— START OF Input data —

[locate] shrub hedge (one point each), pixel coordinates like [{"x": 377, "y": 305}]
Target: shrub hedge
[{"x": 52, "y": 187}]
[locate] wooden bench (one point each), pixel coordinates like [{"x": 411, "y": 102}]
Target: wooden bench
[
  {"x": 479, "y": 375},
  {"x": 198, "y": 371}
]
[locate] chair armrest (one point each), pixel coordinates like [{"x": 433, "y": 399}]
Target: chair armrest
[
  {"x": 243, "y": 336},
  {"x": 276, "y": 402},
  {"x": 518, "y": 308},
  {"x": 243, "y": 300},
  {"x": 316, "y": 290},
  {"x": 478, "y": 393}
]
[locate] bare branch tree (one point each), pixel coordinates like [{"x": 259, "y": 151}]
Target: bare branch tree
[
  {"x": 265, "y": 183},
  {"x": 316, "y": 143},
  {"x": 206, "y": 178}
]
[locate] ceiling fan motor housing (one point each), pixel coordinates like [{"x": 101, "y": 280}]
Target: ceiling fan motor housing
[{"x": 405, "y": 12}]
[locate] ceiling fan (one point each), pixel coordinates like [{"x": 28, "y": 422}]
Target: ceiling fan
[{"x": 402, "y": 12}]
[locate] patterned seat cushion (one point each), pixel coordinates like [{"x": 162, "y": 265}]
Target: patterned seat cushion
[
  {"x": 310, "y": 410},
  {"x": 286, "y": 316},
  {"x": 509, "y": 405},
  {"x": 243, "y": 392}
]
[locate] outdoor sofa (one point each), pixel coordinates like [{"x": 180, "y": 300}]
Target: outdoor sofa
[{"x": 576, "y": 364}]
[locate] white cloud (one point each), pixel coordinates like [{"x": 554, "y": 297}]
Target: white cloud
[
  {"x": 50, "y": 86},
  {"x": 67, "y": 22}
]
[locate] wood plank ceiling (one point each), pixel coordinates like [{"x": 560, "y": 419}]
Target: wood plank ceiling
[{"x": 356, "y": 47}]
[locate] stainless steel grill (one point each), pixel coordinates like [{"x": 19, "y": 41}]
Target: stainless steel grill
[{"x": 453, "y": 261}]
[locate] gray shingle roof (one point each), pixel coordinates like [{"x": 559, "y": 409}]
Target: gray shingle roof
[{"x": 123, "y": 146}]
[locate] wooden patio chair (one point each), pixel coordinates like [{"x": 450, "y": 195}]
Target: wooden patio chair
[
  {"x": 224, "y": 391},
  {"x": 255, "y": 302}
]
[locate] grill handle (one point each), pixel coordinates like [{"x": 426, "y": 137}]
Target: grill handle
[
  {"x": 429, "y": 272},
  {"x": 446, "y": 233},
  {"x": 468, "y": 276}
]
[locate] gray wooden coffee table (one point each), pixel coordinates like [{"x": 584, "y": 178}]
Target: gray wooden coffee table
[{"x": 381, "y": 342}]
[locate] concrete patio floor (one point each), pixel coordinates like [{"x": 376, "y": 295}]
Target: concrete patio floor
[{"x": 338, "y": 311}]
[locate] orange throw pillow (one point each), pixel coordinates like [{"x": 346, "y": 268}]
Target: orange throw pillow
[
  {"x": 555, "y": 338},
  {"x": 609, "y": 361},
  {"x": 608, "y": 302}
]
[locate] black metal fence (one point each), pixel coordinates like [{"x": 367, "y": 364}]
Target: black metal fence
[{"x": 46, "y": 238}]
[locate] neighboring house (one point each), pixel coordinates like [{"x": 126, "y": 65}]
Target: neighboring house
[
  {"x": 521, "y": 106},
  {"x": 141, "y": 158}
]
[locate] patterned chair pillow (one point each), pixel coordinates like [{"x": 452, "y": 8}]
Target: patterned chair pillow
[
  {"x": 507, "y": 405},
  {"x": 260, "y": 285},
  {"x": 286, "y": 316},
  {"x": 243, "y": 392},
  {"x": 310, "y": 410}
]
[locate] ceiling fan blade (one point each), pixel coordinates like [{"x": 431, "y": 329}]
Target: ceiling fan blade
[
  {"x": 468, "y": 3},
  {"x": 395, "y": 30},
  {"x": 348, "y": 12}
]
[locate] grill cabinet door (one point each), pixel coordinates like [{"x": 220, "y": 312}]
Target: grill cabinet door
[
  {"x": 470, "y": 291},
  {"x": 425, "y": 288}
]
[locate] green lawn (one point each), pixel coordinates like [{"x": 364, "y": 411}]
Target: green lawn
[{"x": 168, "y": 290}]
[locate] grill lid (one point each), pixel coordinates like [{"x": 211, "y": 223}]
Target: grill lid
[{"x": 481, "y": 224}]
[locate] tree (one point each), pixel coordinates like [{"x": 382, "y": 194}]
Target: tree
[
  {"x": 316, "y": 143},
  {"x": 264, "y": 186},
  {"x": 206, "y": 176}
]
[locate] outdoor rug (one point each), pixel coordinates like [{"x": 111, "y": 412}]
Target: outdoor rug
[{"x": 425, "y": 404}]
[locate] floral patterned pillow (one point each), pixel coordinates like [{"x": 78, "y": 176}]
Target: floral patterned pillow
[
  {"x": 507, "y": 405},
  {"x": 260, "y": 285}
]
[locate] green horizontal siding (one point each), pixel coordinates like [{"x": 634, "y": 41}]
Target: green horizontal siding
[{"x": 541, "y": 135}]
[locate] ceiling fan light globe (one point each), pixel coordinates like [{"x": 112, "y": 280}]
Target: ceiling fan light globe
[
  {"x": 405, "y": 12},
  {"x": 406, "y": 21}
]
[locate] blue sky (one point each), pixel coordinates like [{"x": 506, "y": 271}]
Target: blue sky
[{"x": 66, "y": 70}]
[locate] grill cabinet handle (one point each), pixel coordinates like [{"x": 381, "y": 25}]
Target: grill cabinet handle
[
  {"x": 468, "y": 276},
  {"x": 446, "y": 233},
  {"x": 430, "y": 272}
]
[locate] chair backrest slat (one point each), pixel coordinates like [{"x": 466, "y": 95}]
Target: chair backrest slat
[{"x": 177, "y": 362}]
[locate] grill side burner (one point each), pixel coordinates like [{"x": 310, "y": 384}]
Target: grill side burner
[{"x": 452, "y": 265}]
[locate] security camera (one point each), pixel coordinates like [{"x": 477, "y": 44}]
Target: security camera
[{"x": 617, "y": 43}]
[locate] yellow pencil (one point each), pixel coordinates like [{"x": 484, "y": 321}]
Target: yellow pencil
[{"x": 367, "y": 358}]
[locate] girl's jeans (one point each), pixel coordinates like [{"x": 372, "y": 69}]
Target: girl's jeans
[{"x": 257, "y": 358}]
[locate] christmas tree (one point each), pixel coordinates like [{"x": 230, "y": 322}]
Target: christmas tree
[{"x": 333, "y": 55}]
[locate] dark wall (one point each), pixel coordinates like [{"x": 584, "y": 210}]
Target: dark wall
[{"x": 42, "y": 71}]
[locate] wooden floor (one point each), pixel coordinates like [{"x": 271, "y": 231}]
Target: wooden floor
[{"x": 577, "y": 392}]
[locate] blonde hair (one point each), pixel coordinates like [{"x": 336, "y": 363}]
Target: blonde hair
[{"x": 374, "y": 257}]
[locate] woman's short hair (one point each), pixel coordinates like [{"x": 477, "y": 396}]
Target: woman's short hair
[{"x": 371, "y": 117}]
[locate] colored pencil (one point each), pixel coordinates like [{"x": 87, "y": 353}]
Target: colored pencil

— END OF Input data —

_Goal_
Lay out the lines of the records from the line containing "[locate] security camera" through the end of the records, both ends included, as a JSON list of strings, one string per line and no blank lines.

_Written solution_
[
  "[locate] security camera (one point each), pixel coordinates like [{\"x\": 477, \"y\": 44}]",
  "Target: security camera",
  "[{\"x\": 617, \"y\": 43}]",
  "[locate] yellow pencil (one point each), pixel coordinates like [{\"x\": 484, \"y\": 321}]",
  "Target: yellow pencil",
  "[{\"x\": 367, \"y\": 358}]",
  "[locate] girl's jeans (one point each), pixel coordinates like [{\"x\": 372, \"y\": 69}]",
  "Target: girl's jeans",
  "[{\"x\": 257, \"y\": 358}]",
  "[locate] christmas tree (one point each), pixel coordinates like [{\"x\": 230, \"y\": 322}]",
  "Target: christmas tree",
  "[{\"x\": 333, \"y\": 55}]",
  "[locate] dark wall (one point each), pixel coordinates like [{\"x\": 584, \"y\": 210}]",
  "Target: dark wall",
  "[{\"x\": 42, \"y\": 71}]",
  "[locate] wooden floor (one point each), pixel coordinates like [{\"x\": 271, \"y\": 231}]",
  "Target: wooden floor",
  "[{\"x\": 577, \"y\": 392}]",
  "[locate] blonde hair (one point each), pixel coordinates like [{\"x\": 336, \"y\": 363}]",
  "Target: blonde hair",
  "[{\"x\": 374, \"y\": 257}]",
  "[locate] woman's short hair (one point each), pixel coordinates like [{\"x\": 477, \"y\": 396}]",
  "Target: woman's short hair",
  "[{\"x\": 371, \"y\": 117}]",
  "[locate] colored pencil (one point each), pixel coordinates like [{\"x\": 87, \"y\": 353}]",
  "Target: colored pencil"
]